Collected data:
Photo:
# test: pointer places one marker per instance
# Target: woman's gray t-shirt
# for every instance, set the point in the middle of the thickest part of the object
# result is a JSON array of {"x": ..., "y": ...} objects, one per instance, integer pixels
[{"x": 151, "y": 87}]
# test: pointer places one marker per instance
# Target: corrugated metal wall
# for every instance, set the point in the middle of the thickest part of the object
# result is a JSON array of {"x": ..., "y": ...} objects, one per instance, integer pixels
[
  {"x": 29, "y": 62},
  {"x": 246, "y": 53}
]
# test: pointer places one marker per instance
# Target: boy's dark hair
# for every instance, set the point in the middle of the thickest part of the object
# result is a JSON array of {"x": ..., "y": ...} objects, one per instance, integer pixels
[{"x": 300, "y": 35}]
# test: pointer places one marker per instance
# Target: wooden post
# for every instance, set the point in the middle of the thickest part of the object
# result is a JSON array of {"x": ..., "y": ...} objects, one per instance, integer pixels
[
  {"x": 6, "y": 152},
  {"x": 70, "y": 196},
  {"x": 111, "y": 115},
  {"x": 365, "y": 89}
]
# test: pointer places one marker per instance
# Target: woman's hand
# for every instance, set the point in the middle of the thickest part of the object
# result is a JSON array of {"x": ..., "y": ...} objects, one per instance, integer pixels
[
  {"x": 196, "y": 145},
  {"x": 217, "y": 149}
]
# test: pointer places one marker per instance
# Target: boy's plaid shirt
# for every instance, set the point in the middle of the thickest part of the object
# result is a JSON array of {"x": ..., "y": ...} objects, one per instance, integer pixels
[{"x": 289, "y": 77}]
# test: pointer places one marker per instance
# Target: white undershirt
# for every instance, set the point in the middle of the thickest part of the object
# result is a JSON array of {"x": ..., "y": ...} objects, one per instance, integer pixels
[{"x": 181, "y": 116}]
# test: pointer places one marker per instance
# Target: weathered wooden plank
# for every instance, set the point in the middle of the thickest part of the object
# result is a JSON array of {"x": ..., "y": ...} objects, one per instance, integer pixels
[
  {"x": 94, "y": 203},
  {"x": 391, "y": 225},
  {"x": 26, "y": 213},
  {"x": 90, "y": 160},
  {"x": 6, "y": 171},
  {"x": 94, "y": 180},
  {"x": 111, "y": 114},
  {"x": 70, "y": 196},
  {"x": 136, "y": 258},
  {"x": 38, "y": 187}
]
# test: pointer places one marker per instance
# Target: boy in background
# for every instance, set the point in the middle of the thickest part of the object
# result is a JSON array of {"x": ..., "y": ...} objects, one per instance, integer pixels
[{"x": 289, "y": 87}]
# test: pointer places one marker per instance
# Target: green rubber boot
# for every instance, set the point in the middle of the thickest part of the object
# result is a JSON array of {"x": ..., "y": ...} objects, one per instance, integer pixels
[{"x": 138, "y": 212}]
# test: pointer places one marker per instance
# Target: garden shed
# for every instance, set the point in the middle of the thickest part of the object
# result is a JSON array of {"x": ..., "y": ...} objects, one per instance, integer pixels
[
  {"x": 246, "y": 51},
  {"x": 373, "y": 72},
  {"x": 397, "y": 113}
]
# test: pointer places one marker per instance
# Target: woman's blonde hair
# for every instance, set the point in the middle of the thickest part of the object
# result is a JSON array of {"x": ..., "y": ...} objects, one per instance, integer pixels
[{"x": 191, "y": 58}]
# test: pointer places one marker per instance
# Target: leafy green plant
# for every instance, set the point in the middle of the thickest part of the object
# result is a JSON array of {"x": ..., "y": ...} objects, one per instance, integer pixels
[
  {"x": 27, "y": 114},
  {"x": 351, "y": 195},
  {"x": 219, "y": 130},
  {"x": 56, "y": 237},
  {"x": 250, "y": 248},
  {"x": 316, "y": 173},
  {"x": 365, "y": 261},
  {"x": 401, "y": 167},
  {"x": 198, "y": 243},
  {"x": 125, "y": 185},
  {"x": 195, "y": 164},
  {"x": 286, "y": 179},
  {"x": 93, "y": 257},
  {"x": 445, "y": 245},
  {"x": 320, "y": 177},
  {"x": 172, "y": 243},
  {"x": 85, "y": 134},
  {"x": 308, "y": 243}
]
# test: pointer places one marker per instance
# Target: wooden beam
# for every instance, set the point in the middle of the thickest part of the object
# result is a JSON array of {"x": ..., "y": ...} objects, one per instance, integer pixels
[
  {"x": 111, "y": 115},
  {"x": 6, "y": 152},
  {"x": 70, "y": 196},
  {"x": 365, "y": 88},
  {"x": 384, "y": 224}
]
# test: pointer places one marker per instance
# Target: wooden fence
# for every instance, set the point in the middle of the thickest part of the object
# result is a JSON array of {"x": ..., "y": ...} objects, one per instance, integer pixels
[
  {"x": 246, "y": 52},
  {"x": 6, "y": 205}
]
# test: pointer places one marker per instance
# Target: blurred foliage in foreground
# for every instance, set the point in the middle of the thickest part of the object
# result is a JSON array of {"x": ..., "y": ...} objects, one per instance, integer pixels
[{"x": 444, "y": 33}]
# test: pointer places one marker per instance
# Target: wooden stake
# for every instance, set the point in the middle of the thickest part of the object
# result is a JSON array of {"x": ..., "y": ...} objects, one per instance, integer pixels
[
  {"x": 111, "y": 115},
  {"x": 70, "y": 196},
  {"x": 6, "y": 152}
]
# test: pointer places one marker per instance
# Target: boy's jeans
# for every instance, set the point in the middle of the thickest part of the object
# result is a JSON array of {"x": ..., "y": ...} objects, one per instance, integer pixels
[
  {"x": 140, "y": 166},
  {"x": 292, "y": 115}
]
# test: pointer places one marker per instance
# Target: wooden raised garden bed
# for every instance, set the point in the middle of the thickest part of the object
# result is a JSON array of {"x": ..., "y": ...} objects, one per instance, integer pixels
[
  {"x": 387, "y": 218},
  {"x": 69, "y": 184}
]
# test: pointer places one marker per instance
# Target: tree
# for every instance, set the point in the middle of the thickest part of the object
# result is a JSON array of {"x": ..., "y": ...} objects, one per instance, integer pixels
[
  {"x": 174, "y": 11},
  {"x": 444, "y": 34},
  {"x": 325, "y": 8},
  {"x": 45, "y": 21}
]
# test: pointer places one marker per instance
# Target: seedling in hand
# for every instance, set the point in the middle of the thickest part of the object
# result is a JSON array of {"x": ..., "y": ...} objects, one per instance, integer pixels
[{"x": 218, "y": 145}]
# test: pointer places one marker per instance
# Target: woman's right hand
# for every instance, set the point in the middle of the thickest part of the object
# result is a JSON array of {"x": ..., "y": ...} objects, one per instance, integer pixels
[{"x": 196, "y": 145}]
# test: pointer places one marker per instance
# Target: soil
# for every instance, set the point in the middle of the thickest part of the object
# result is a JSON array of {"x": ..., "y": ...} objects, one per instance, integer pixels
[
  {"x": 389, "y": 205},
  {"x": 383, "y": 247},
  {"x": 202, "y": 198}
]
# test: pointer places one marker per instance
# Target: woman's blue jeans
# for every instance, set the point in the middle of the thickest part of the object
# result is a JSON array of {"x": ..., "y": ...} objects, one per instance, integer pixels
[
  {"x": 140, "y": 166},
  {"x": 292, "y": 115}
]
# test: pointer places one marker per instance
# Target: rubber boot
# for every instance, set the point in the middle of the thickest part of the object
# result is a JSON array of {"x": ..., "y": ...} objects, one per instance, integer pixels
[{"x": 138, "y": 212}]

*Direction*
Return all of the data word for word.

*Exercise result*
Photo:
# test: pointer places one marker per instance
# Target: woman's gray t-shirt
# for every instance, set the point in the middle of the thickest part of the object
# result is a JSON array of {"x": ..., "y": ...} objects, one per instance, integer pixels
[{"x": 151, "y": 87}]
# test: pointer places one marker per instance
# Target: corrugated metal wall
# for every instance, set the point in the middle of the thickest part of the object
# result is a JSON array of {"x": ..., "y": ...} objects, one per instance, integer pixels
[
  {"x": 29, "y": 62},
  {"x": 246, "y": 53}
]
# test: pointer places one marker per instance
# Target: boy's dark hair
# for every instance, set the point in the middle of the thickest part of the object
# result is a JSON array of {"x": ..., "y": ...} objects, one per instance, integer pixels
[{"x": 300, "y": 35}]
# test: pointer places one marker per instance
# Target: wooden post
# for every instance, set the point in the middle of the thickest part of the object
# result is a JSON array of {"x": ..., "y": ...} objects, one per instance, integer pixels
[
  {"x": 6, "y": 152},
  {"x": 70, "y": 196},
  {"x": 111, "y": 115},
  {"x": 365, "y": 89}
]
# test: pointer places one marker per instance
# Target: woman's hand
# for every instance, set the point in the middle of the thickest part of the object
# result is a JSON array of {"x": ..., "y": ...} objects, one per instance, integer pixels
[
  {"x": 196, "y": 145},
  {"x": 217, "y": 149}
]
# test: pointer places one marker per instance
# Target: boy's plaid shirt
# for every instance, set the point in the middle of the thickest part of the object
# result is a JSON array of {"x": ..., "y": ...} objects, one per instance, integer pixels
[{"x": 289, "y": 77}]
# test: pointer places one marker per instance
# Target: white undershirt
# for every instance, set the point in the middle of the thickest part of the object
# result is a JSON array of {"x": ..., "y": ...} objects, one per instance, integer pixels
[{"x": 181, "y": 116}]
# test: pointer places one marker per instance
# Target: weathered wooden plank
# for every instance, set the point in the middle of the thickest part of the object
# result is a JSON array of {"x": ..., "y": ...} objects, one per instance, integer pixels
[
  {"x": 94, "y": 203},
  {"x": 391, "y": 225},
  {"x": 26, "y": 213},
  {"x": 90, "y": 160},
  {"x": 6, "y": 171},
  {"x": 94, "y": 180},
  {"x": 111, "y": 114},
  {"x": 70, "y": 196},
  {"x": 136, "y": 258},
  {"x": 38, "y": 187}
]
# test: pointer places one marker per instance
# Target: boy in background
# for every instance, set the point in the middle of the thickest part of the object
# result is a JSON array of {"x": ..., "y": ...} objects, one per instance, integer pixels
[{"x": 289, "y": 87}]
# test: pointer places one marker per instance
# Target: green rubber boot
# for every instance, set the point in the middle of the thickest part of the object
# result is a JSON array of {"x": ..., "y": ...} objects, one per instance, integer pixels
[{"x": 138, "y": 212}]
# test: pointer places one marker per instance
# Target: garden shed
# for every instance, set the point in the middle of the thickest part of the object
# result is a JSON array of {"x": ..., "y": ...} objects, one per instance, integer pixels
[
  {"x": 246, "y": 51},
  {"x": 373, "y": 72},
  {"x": 397, "y": 113}
]
# test: pointer places one marker per instance
# Target: woman's blonde hair
# for every instance, set the point in the middle of the thickest part of the object
# result is a JSON array of {"x": ..., "y": ...} objects, one per instance, integer pixels
[{"x": 191, "y": 58}]
# test: pointer places one marker per instance
# Target: leafy green plant
# for every instance, set the point in the middle of the thickest part of the object
# result is a JSON array of {"x": ..., "y": ...} objects, one per instance, integer pixels
[
  {"x": 27, "y": 114},
  {"x": 351, "y": 195},
  {"x": 219, "y": 130},
  {"x": 56, "y": 237},
  {"x": 250, "y": 248},
  {"x": 316, "y": 173},
  {"x": 365, "y": 261},
  {"x": 401, "y": 167},
  {"x": 198, "y": 243},
  {"x": 125, "y": 185},
  {"x": 195, "y": 164},
  {"x": 286, "y": 179},
  {"x": 93, "y": 257},
  {"x": 445, "y": 245},
  {"x": 320, "y": 177},
  {"x": 172, "y": 243},
  {"x": 85, "y": 134},
  {"x": 308, "y": 243}
]
# test: pointer places one marker per instance
# Target: wooden beam
# for every instance, set the point in the middle of the thickest part of the object
# result is a JSON array of {"x": ..., "y": ...} objects, one per instance, integer pixels
[
  {"x": 111, "y": 115},
  {"x": 6, "y": 152},
  {"x": 70, "y": 196},
  {"x": 365, "y": 88},
  {"x": 384, "y": 224}
]
# test: pointer places one marker per instance
# Target: wooden fence
# for every instance, set the point in the middle of the thickest part of the object
# result is a JSON array of {"x": ..., "y": ...} objects, one per instance, integer pixels
[
  {"x": 246, "y": 52},
  {"x": 6, "y": 205}
]
# test: pointer places one marker per instance
# Target: blurred foliage in foreground
# for every instance, set the point in the middle of the thickest part of the object
# result is a JSON array of {"x": ..., "y": ...} objects, one per instance, integer pixels
[{"x": 444, "y": 33}]
# test: pointer places one marker per instance
# Target: wooden stake
# for every instance, set the point in the middle of the thickest part of the object
# result is a JSON array of {"x": ..., "y": ...} objects, one per instance, integer pixels
[
  {"x": 111, "y": 115},
  {"x": 70, "y": 196},
  {"x": 6, "y": 152}
]
# test: pointer places one marker per instance
# Target: boy's jeans
# for every instance, set the point in the middle of the thickest part of the object
# result is a JSON array of {"x": ..., "y": ...} objects, one per instance, integer pixels
[
  {"x": 140, "y": 166},
  {"x": 292, "y": 115}
]
# test: pointer places one marker per instance
# Target: wooden raised garden bed
# for every instance, set the point in the middle of the thickest part of the object
# result is a JSON array of {"x": ..., "y": ...} objects, one per instance, integer pixels
[
  {"x": 387, "y": 218},
  {"x": 69, "y": 184}
]
# test: pointer places one marker per instance
# Target: tree
# for every instance, set the point in the middle of the thickest part of the object
# result is a JSON array of {"x": ..., "y": ...} objects, one per instance, integer pixels
[
  {"x": 174, "y": 11},
  {"x": 444, "y": 34},
  {"x": 325, "y": 8},
  {"x": 45, "y": 21}
]
# test: pointer places one marker per instance
# Target: seedling in hand
# for every instance, set the point in the middle of the thickest part of the object
# result is a JSON array of {"x": ..., "y": ...} objects, one per instance, integer pixels
[{"x": 218, "y": 145}]
# test: pointer places one marker per instance
# Target: woman's right hand
# for every instance, set the point in the middle of the thickest part of the object
# result is a JSON array of {"x": ..., "y": ...} objects, one per instance, integer pixels
[{"x": 196, "y": 145}]
# test: pointer places one marker per instance
# Target: soil
# for every instance, set the point in the middle of the thickest part of the object
# result is a JSON array of {"x": ..., "y": ...} objects, one per instance, integer pixels
[
  {"x": 389, "y": 205},
  {"x": 383, "y": 247},
  {"x": 202, "y": 198}
]
# test: pointer places one marker per instance
# Target: woman's blue jeans
# for every instance, set the point in the middle of the thickest part of the object
# result is a JSON array of {"x": ..., "y": ...} objects, one per instance, integer pixels
[
  {"x": 140, "y": 166},
  {"x": 292, "y": 115}
]
# test: pointer places one marker per instance
# Target: rubber boot
# for every instance, set the point in the middle of the thickest part of the object
# result is a JSON array of {"x": ..., "y": ...} objects, one per instance, integer pixels
[{"x": 138, "y": 212}]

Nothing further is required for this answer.